• PROBLEM TO SOLVE
Make an exact reproduction of all the data.

──────── MATERIAL SUPPLIED

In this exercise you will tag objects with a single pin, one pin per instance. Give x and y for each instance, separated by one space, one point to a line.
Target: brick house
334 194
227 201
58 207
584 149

────────────────

• SOLUTION
In this exercise you will tag objects with a single pin, one pin per instance. Give x and y for each instance, separated by one space, one point to a line.
Target: brick house
334 194
227 201
58 207
584 149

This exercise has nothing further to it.